### Set task a
Give back the listing from its first line through the line containing "top-left (122, 277), bottom-right (972, 583)", with "find" switched to "locate" and everything else unchanged. Return only those lines.

─── Page excerpt ───

All of them were created by a man who describes his work as a lifelong mission. His name is Eliseo Art Silva. His mission: to resurrect what he sees as a lost Golden Age of Filipino art and culture.

“Everything we need is already in front of us,” says Silva, 54, who lives in Corona, roughly 80 kilometers southeast of Los Angeles. “We just need to bring attention to that narrative.”

The narrative’s essence, he believes, reflects two previous eras of pristine achievement in the Philippines: the precolonial period, when Magellan first arrived on that nation’s virgin shores, and 1898, when the country threw off Spanish rule to briefly become the first independent democratic republic in Asia.

The task now, he says, is to artistically “center the narrative so that we are the protagonists of our own story.”

He wasn’t always a man on a mission. Born in Manila in 1972, the year Ferdinand Marcos declared martial law, Eliseo discovered art early. The oldest of seven children in a family of bankers and entrepreneurs, Silva remembers wrapping pandesal in the bakery owned by his parents. Eventually, he began drawing pictures on the wrapping paper, prompting his mother to buy him art supplies for school.

“I became an art star,” he recalls, “because my teachers would give me little books” to illustrate for classmates.

Eventually, Silva — who sold his first painting at 11 — began representing his school in art contests, usually winning first place. Later, he attended the Philippine High School for the Arts (PHSA) on a full scholarship, graduating with honors and completing his first mural at 14, just days after participating in the EDSA People Power Revolution.

All of which was supported by a home full of local art.

─── Entries ───

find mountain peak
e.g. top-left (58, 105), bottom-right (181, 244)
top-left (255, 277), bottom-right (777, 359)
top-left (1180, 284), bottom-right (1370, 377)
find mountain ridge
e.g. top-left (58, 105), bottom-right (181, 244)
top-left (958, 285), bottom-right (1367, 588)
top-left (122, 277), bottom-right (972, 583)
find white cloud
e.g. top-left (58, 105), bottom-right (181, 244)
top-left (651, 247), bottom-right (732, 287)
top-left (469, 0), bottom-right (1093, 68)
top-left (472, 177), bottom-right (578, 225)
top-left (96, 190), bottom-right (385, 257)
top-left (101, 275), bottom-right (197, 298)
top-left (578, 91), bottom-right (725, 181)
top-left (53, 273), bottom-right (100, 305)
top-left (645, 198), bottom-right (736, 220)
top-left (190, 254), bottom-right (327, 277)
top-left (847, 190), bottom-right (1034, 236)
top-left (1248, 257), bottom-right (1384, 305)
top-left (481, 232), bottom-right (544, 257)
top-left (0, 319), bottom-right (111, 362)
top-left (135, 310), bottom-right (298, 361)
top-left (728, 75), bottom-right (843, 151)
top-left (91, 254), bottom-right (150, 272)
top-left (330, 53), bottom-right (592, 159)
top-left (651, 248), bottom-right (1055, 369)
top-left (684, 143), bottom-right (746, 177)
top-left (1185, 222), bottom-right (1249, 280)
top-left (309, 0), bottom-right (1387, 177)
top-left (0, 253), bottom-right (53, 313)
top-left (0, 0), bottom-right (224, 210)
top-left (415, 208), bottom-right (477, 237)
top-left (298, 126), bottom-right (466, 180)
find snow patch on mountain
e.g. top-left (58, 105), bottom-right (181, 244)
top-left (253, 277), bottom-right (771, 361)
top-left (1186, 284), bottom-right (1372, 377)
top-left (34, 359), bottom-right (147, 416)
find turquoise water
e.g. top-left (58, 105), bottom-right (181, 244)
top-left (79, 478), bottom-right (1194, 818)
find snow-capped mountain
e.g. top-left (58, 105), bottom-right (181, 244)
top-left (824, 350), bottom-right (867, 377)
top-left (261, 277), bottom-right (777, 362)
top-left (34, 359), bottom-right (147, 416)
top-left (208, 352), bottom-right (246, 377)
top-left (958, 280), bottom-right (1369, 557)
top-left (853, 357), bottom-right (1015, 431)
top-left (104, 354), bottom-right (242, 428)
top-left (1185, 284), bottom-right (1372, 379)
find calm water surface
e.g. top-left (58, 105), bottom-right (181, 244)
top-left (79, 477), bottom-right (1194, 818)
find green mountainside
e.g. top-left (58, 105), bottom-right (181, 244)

───

### Set task b
Repeat the whole passage about Eliseo Art Silva word for word.

### Exercise solution a
locate mountain peak
e.g. top-left (58, 105), bottom-right (181, 244)
top-left (255, 277), bottom-right (777, 359)
top-left (1180, 284), bottom-right (1370, 377)
locate mountain ridge
e.g. top-left (58, 105), bottom-right (181, 244)
top-left (958, 285), bottom-right (1367, 588)
top-left (122, 277), bottom-right (972, 583)

### Exercise solution b
All of them were created by a man who describes his work as a lifelong mission. His name is Eliseo Art Silva. His mission: to resurrect what he sees as a lost Golden Age of Filipino art and culture.

“Everything we need is already in front of us,” says Silva, 54, who lives in Corona, roughly 80 kilometers southeast of Los Angeles. “We just need to bring attention to that narrative.”

The narrative’s essence, he believes, reflects two previous eras of pristine achievement in the Philippines: the precolonial period, when Magellan first arrived on that nation’s virgin shores, and 1898, when the country threw off Spanish rule to briefly become the first independent democratic republic in Asia.

The task now, he says, is to artistically “center the narrative so that we are the protagonists of our own story.”

He wasn’t always a man on a mission. Born in Manila in 1972, the year Ferdinand Marcos declared martial law, Eliseo discovered art early. The oldest of seven children in a family of bankers and entrepreneurs, Silva remembers wrapping pandesal in the bakery owned by his parents. Eventually, he began drawing pictures on the wrapping paper, prompting his mother to buy him art supplies for school.

“I became an art star,” he recalls, “because my teachers would give me little books” to illustrate for classmates.

Eventually, Silva — who sold his first painting at 11 — began representing his school in art contests, usually winning first place. Later, he attended the Philippine High School for the Arts (PHSA) on a full scholarship, graduating with honors and completing his first mural at 14, just days after participating in the EDSA People Power Revolution.

All of which was supported by a home full of local art.